> Stated task: Return every line of the records that contains the word "roof", treating uppercase and lowercase as different.

>> START Data for this task

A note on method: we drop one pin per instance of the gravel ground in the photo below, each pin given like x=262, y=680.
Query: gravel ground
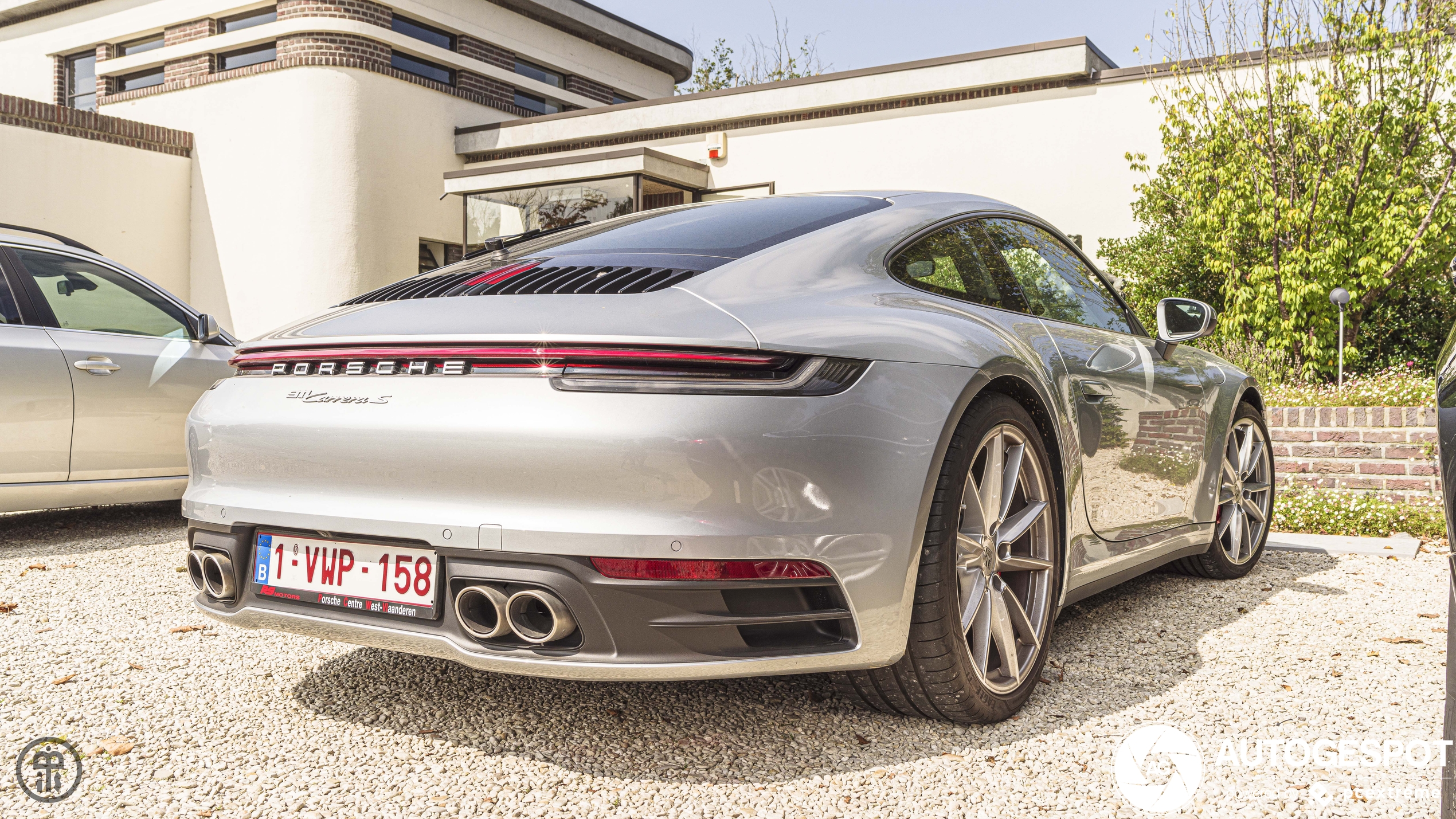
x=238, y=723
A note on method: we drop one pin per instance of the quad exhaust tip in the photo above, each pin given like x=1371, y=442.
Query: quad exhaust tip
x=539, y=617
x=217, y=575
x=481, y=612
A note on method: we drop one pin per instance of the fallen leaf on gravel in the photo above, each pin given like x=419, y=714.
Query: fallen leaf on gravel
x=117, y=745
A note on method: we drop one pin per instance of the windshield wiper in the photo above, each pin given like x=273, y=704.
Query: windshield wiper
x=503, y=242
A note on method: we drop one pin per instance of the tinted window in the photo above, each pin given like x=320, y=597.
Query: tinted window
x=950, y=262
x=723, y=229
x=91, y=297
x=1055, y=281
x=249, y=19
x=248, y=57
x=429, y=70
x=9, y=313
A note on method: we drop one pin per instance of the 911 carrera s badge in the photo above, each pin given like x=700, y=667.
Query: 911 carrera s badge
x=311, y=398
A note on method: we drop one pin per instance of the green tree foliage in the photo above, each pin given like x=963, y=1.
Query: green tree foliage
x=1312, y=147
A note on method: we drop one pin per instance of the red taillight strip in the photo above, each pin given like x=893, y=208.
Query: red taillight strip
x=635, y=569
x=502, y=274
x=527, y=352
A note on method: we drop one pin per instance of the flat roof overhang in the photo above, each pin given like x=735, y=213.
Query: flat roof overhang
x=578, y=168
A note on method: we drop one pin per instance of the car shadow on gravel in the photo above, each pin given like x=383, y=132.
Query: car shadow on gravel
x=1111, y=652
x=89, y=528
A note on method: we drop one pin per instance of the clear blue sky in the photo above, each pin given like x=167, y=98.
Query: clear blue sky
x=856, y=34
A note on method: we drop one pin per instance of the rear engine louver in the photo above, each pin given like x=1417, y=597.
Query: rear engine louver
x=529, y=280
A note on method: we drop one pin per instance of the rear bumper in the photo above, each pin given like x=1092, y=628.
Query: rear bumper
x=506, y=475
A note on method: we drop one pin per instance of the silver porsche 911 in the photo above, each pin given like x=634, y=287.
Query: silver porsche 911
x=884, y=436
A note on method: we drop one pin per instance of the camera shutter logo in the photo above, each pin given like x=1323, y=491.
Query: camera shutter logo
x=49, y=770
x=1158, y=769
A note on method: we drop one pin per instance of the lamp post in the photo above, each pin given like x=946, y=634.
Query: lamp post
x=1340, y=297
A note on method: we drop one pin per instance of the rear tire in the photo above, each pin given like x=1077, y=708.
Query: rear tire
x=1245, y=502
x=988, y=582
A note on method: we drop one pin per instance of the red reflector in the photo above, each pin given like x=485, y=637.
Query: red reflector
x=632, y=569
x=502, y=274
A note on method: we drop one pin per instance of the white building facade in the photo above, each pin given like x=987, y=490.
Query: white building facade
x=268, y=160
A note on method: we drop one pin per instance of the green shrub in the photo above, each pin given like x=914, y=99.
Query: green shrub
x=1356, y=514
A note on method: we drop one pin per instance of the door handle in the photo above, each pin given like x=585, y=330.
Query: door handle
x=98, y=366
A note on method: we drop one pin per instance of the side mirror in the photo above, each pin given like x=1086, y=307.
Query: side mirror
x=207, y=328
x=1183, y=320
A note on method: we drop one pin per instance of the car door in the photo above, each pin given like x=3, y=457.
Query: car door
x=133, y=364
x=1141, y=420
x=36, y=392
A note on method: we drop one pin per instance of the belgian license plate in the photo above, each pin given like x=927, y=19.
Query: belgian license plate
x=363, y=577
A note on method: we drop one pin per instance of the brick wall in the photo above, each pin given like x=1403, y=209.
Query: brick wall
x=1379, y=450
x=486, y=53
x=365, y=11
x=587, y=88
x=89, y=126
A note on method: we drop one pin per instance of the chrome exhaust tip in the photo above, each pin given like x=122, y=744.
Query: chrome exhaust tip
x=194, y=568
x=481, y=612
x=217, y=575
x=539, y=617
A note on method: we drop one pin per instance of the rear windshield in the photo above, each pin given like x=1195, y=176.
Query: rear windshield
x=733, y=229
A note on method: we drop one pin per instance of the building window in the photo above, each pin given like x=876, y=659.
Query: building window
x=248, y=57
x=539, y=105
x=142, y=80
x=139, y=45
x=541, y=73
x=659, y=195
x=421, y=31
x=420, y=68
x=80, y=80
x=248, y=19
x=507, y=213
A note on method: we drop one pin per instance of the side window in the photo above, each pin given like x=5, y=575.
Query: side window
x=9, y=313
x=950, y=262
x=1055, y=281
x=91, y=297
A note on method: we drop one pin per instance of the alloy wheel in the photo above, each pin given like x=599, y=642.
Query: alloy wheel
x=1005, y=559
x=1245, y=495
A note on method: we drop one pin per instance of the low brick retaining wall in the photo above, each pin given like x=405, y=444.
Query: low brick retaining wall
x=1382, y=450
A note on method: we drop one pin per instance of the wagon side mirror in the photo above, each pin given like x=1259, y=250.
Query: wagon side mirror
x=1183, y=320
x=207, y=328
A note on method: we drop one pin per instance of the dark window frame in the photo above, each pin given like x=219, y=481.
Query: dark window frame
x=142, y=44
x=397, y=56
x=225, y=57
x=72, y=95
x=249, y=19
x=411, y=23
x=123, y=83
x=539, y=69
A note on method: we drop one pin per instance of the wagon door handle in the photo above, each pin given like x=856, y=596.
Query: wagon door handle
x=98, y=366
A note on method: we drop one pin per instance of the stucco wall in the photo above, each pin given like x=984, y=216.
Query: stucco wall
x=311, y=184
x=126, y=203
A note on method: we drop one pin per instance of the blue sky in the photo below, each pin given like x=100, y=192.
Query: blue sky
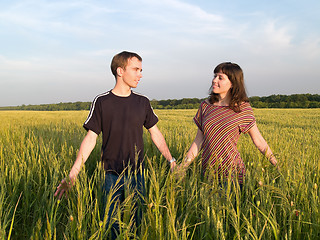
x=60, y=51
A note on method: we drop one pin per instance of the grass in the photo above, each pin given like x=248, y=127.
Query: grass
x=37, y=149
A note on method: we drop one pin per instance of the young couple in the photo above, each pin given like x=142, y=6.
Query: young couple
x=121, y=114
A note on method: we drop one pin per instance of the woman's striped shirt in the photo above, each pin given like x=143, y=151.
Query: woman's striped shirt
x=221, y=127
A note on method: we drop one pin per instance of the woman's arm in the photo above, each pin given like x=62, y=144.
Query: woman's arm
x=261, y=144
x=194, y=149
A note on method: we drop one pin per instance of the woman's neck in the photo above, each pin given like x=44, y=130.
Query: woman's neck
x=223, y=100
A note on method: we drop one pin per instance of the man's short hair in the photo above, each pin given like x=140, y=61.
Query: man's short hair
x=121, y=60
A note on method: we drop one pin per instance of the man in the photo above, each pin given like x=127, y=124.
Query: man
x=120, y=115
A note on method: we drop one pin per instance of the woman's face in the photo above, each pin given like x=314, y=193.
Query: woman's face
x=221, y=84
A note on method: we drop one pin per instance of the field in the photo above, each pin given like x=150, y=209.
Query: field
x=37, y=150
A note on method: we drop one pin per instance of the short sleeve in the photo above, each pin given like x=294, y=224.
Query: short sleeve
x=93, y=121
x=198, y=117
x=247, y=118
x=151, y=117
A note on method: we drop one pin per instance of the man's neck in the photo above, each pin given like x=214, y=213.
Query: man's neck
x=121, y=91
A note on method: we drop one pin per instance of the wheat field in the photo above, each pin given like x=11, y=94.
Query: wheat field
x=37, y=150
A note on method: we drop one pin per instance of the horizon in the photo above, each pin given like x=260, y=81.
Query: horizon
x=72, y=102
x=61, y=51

>> END Data for this task
>> START Data for this task

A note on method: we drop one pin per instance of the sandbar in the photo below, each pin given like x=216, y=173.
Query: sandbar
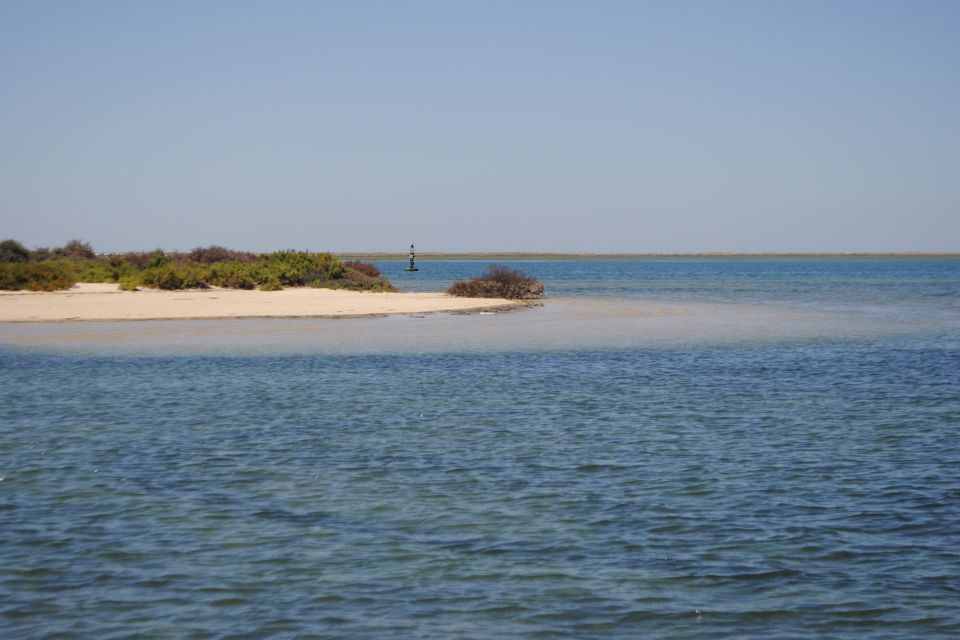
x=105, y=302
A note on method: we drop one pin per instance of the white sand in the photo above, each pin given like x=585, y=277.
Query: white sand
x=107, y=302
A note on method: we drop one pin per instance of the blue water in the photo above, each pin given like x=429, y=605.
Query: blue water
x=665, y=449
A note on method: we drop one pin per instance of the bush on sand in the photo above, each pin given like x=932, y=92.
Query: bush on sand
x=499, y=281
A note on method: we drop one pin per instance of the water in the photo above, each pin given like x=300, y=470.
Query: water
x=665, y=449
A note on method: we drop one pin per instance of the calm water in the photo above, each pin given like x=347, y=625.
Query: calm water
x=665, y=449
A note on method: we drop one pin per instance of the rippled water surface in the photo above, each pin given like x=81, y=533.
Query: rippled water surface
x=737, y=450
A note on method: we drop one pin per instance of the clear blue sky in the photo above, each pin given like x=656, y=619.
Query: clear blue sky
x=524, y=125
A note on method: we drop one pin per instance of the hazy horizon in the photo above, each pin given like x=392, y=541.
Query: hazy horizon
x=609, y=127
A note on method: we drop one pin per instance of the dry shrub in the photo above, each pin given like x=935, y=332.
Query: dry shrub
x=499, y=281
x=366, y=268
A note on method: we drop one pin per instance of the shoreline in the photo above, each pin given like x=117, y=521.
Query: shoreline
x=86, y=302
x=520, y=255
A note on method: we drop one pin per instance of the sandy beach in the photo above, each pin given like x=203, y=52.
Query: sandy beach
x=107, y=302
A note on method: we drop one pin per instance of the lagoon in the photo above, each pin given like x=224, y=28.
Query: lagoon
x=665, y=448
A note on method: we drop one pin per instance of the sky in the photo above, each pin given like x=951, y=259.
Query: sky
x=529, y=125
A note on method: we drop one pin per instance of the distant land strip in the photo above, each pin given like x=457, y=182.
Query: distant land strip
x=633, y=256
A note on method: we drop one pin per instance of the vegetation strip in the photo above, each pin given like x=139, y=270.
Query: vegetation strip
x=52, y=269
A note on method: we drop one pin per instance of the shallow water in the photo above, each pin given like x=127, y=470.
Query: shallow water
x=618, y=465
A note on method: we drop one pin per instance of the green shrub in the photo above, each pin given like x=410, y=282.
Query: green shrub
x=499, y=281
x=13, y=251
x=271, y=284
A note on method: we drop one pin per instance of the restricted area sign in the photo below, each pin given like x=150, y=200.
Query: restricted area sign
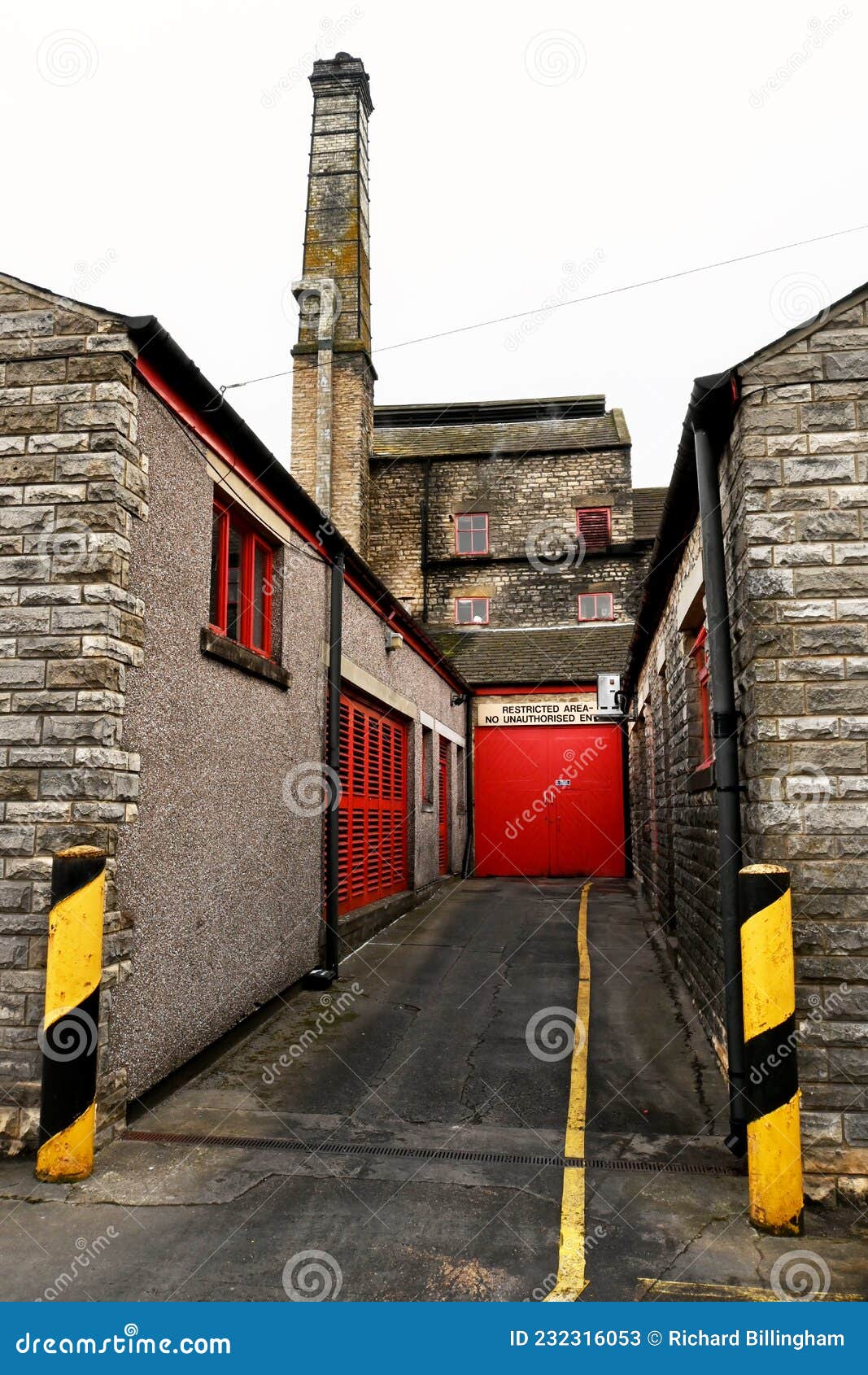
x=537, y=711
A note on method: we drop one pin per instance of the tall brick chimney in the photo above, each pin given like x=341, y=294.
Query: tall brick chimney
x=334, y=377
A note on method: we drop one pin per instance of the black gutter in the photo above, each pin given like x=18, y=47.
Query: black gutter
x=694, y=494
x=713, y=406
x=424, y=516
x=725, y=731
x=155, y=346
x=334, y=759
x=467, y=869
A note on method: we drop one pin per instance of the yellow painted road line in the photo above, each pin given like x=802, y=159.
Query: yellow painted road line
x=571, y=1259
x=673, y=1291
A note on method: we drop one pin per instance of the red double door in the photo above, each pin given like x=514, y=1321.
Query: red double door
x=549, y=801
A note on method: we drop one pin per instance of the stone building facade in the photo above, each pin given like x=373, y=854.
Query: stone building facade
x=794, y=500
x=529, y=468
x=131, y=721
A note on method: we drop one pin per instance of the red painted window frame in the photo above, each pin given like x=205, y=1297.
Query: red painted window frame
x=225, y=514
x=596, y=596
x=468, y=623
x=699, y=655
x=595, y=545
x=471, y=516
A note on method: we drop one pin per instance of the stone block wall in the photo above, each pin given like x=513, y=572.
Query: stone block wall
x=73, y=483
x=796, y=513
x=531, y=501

>> END Data for this task

> Reply:
A note on method: we drop one pin per instance of the flat roof overhang in the photo above, each pin given like x=735, y=213.
Query: flat roof overhang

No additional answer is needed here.